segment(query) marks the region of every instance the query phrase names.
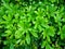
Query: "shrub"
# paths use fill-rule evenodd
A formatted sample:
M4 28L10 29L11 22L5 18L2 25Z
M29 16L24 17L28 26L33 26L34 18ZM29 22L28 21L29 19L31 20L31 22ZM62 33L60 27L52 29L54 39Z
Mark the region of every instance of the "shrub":
M64 0L2 0L1 49L64 49Z

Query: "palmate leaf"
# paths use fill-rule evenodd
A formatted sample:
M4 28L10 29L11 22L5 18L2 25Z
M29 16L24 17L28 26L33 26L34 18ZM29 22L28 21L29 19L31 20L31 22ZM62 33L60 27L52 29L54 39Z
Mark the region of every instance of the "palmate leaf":
M26 33L26 42L28 45L30 44L30 35L29 35L29 33Z
M31 34L34 37L38 37L38 33L36 32L36 29L31 29L31 30L30 30L30 34Z

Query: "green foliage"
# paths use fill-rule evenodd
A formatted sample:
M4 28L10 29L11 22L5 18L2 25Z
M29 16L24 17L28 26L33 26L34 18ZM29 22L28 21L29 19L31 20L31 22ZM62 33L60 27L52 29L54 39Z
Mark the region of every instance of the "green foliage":
M64 49L64 0L1 0L1 49Z

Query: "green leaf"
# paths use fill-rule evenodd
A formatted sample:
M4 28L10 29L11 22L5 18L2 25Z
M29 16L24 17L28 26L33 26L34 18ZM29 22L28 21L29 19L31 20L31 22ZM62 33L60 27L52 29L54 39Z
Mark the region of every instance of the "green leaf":
M27 41L28 45L30 44L30 35L29 35L29 33L26 33L26 41Z
M14 49L14 45L13 44L10 45L10 49Z
M34 37L38 37L38 34L37 34L37 32L35 32L35 29L32 29L32 30L30 32L30 34L31 34Z

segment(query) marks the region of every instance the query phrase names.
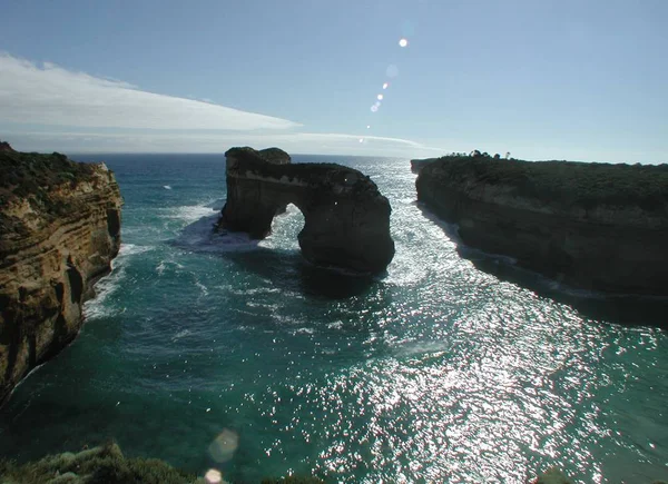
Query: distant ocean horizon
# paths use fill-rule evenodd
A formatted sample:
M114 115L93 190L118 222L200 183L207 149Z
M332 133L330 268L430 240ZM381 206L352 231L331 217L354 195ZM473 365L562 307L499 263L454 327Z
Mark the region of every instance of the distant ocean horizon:
M458 246L416 203L410 158L293 156L389 198L394 260L361 278L302 258L294 206L259 243L214 234L224 152L68 155L115 171L122 246L81 334L3 408L4 457L115 438L229 481L668 480L665 302Z

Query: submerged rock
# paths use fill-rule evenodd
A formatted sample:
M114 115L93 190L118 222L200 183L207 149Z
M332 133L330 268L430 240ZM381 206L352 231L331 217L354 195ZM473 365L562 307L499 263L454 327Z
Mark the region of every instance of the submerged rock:
M265 238L287 204L304 215L298 241L311 263L379 273L394 256L390 203L361 171L335 164L289 164L277 148L232 148L219 225Z
M121 198L104 164L0 151L0 403L81 327L120 247Z
M448 156L415 185L470 247L584 289L668 295L667 165Z

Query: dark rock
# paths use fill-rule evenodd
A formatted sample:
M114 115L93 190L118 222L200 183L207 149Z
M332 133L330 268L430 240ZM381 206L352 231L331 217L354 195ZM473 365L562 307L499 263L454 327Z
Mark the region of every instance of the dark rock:
M668 295L668 166L443 157L418 199L461 240L584 289Z
M439 158L424 158L424 159L412 159L411 160L411 171L413 171L414 174L419 174L420 170L426 165L430 164L432 161L438 160Z
M277 148L269 154L232 148L227 203L220 227L262 239L287 204L304 214L302 254L318 266L379 273L394 256L390 203L364 174L335 164L297 164Z

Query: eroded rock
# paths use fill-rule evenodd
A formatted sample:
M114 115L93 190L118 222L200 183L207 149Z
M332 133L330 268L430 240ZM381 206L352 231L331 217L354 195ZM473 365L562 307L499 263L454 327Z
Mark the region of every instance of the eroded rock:
M288 204L304 214L298 241L313 264L379 273L394 256L390 203L361 171L335 164L291 164L277 148L232 148L220 226L262 239Z
M0 403L79 332L120 247L121 198L104 165L0 152Z
M666 165L448 156L415 185L470 247L584 289L668 295Z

##############################

# TO DO:
Retype, character for character, only the lines of the listing above that run from the line containing "Query: dark rock" up to and including the line containing "Mark the region of every instance of the dark".

# IN RESPONSE:
Query: dark rock
# paths use fill-rule evenodd
A formatted sample:
M114 115L93 190L118 222L200 183L207 149Z
M332 133L330 268L430 240ZM381 206L352 231L331 217L354 195ZM473 365L562 307L499 263L454 327Z
Mark the region of every instance of the dark rock:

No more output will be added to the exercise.